- **Work to complete**
Copy every line below that has the word "prompts" in it.

- **Information supplied**
------

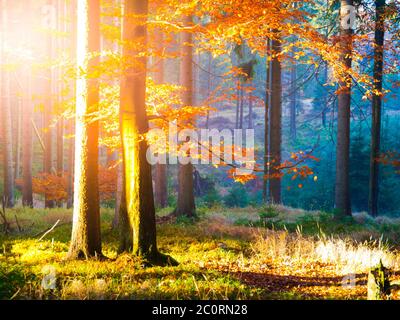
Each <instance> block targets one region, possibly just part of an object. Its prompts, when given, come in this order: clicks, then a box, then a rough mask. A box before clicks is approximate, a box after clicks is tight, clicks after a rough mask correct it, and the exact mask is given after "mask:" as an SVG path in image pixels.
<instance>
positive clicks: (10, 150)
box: [1, 0, 15, 208]
mask: <svg viewBox="0 0 400 320" xmlns="http://www.w3.org/2000/svg"><path fill="white" fill-rule="evenodd" d="M1 11H2V17H1V20H2V31H3V34H5V31H6V30H7V23H8V17H7V7H6V1H5V0H2V10H1ZM4 38H5V36H3V37H2V39H1V40H2V42H1V43H2V47H1V55H2V58H3V59H2V60H4V61H6V63H7V60H8V59H7V57H4V55H5V53H4V47H3V45H4V42H5V41H4ZM1 90H2V92H1V96H2V98H3V99H2V101H1V105H2V117H3V125H2V128H3V161H4V162H3V164H4V167H3V168H4V169H3V170H4V193H3V200H4V201H5V205H6V207H10V208H11V207H13V206H14V200H15V199H14V169H13V156H12V155H13V149H12V119H11V88H10V71H4V72H3V77H2V81H1Z"/></svg>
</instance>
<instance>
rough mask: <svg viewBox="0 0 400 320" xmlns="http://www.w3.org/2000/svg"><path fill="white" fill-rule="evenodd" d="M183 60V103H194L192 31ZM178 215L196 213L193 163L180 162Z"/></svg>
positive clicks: (194, 214) (181, 72)
mask: <svg viewBox="0 0 400 320" xmlns="http://www.w3.org/2000/svg"><path fill="white" fill-rule="evenodd" d="M183 23H184V25H186V26H188V25H189V26H190V25H192V24H193V22H192V17H191V16H186V17H185V18H184V19H183ZM181 45H182V58H181V59H182V60H181V70H180V76H181V79H180V80H181V85H182V86H183V87H184V88H185V92H184V94H183V104H184V105H185V106H192V105H193V35H192V33H191V32H182V34H181ZM174 214H175V215H177V216H182V215H185V216H188V217H194V216H195V215H196V205H195V201H194V189H193V164H192V163H191V162H190V163H188V164H180V165H179V172H178V201H177V207H176V209H175V212H174Z"/></svg>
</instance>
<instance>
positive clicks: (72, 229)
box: [68, 0, 102, 259]
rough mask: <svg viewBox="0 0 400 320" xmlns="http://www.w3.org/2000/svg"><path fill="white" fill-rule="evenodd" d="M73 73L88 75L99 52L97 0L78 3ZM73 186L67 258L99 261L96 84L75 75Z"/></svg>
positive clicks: (97, 153)
mask: <svg viewBox="0 0 400 320" xmlns="http://www.w3.org/2000/svg"><path fill="white" fill-rule="evenodd" d="M77 4H78V26H79V28H78V36H77V46H78V47H77V52H78V53H79V54H78V56H77V70H84V71H86V72H88V73H89V74H92V73H93V71H94V70H95V68H96V65H97V64H98V62H99V58H98V57H94V58H91V59H89V60H88V61H87V57H88V55H90V54H93V53H95V52H98V51H99V49H100V0H80V1H78V3H77ZM76 88H77V89H76V99H77V102H76V126H75V179H74V181H75V186H74V213H73V225H72V239H71V244H70V248H69V252H68V257H69V258H71V259H76V258H89V257H101V256H102V252H101V236H100V208H99V183H98V161H99V160H98V152H99V146H98V137H99V124H98V121H94V120H92V119H91V115H92V114H93V113H96V112H97V111H98V103H99V81H98V80H97V79H96V78H89V79H87V75H79V76H78V79H77V85H76Z"/></svg>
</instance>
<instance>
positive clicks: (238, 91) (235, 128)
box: [235, 80, 241, 129]
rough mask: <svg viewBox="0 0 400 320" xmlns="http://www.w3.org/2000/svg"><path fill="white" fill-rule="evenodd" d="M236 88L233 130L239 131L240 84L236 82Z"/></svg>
mask: <svg viewBox="0 0 400 320" xmlns="http://www.w3.org/2000/svg"><path fill="white" fill-rule="evenodd" d="M237 85H238V88H237V89H236V95H237V97H236V119H235V129H239V115H240V91H241V90H240V88H239V86H240V82H239V80H238V81H237Z"/></svg>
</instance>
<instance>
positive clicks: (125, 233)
mask: <svg viewBox="0 0 400 320" xmlns="http://www.w3.org/2000/svg"><path fill="white" fill-rule="evenodd" d="M124 10H125V11H124V22H123V40H124V42H126V43H129V42H133V43H137V42H140V44H141V46H146V37H147V27H146V19H147V14H148V1H147V0H126V1H125V6H124ZM133 15H134V16H138V17H140V18H137V19H135V20H133V19H131V18H127V17H128V16H133ZM123 56H124V57H125V58H128V57H130V56H134V57H136V62H137V63H136V66H135V67H131V68H129V69H128V70H126V72H125V74H124V76H123V77H122V80H121V95H120V96H121V102H120V121H121V137H122V150H123V159H124V176H125V184H124V186H125V197H126V198H125V199H123V201H125V200H126V214H127V219H126V220H127V221H124V220H123V219H124V216H123V214H122V212H123V210H125V208H124V206H123V205H122V204H121V216H120V218H121V228H122V229H121V230H124V229H125V231H126V232H123V233H122V236H121V242H120V251H130V250H132V251H133V254H134V255H139V256H143V257H144V258H146V259H148V260H149V261H151V262H158V261H159V260H160V258H161V257H162V255H161V254H160V253H159V252H158V249H157V241H156V219H155V207H154V198H153V183H152V177H151V166H150V164H149V162H148V161H147V159H146V151H147V148H148V145H147V141H146V140H145V139H141V138H140V137H141V135H143V134H145V133H146V132H148V130H149V123H148V118H147V114H146V104H145V96H146V58H145V57H140V58H139V57H137V52H135V50H132V49H131V48H129V45H126V46H124V48H123ZM123 201H122V202H123Z"/></svg>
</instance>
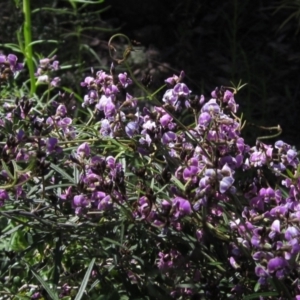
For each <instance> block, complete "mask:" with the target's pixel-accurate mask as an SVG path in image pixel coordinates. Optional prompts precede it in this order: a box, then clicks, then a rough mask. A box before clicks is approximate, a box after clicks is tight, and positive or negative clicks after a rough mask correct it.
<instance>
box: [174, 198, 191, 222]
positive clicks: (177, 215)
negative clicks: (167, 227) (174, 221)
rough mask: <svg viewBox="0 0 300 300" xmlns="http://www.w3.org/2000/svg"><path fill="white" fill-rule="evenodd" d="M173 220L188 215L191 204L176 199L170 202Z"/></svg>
mask: <svg viewBox="0 0 300 300" xmlns="http://www.w3.org/2000/svg"><path fill="white" fill-rule="evenodd" d="M172 206H173V209H174V217H175V219H178V218H181V217H184V216H187V215H190V214H191V213H192V208H191V204H190V202H189V201H188V200H186V199H184V198H181V197H176V198H174V199H173V200H172Z"/></svg>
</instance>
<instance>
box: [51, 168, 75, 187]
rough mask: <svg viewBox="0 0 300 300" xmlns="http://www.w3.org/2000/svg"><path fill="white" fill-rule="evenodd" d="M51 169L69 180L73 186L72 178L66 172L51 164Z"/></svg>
mask: <svg viewBox="0 0 300 300" xmlns="http://www.w3.org/2000/svg"><path fill="white" fill-rule="evenodd" d="M50 166H51V168H52V169H53V170H55V171H56V172H57V173H59V174H60V175H61V176H62V177H63V178H65V179H67V180H69V181H70V182H71V183H73V184H75V181H74V178H72V177H71V176H70V175H69V174H68V173H67V172H65V171H64V170H63V169H61V168H60V167H58V166H57V165H55V164H53V163H51V165H50Z"/></svg>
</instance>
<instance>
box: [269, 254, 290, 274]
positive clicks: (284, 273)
mask: <svg viewBox="0 0 300 300" xmlns="http://www.w3.org/2000/svg"><path fill="white" fill-rule="evenodd" d="M287 269H288V263H287V261H286V260H285V259H284V258H283V257H278V256H277V257H274V258H272V259H270V260H269V262H268V271H269V273H270V274H274V273H275V275H276V277H278V278H279V279H282V278H283V277H284V276H285V275H286V273H287Z"/></svg>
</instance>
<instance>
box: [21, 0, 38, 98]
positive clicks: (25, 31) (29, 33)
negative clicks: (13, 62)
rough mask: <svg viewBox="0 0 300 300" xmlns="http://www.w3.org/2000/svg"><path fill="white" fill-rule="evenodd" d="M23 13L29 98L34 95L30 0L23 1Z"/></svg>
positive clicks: (35, 88) (24, 36) (33, 79)
mask: <svg viewBox="0 0 300 300" xmlns="http://www.w3.org/2000/svg"><path fill="white" fill-rule="evenodd" d="M23 13H24V41H25V47H24V55H25V58H26V64H27V67H28V70H29V77H30V96H33V94H34V93H35V89H36V86H35V76H34V64H33V54H32V45H31V42H32V37H31V12H30V0H23Z"/></svg>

------

- **Completed exercise**
Each <instance> block targets one region, possibly just part of an object. Its prompts, when given, come in this order: clicks, then a box, then a rough mask. A box before clicks is approximate, a box after clicks is tight, clicks after a rough mask correct it, and the exact mask is given after "mask:" as an SVG path in image pixels.
For each <instance> block, complete "mask:" with the target's pixel-accurate mask as an SVG path in image pixel coordinates. Optional prompts precede it in this order: a box, then clicks, then a rough mask. A box before clicks is approximate, a box after clicks is tight, and positive or negative clicks after a rough mask correct it.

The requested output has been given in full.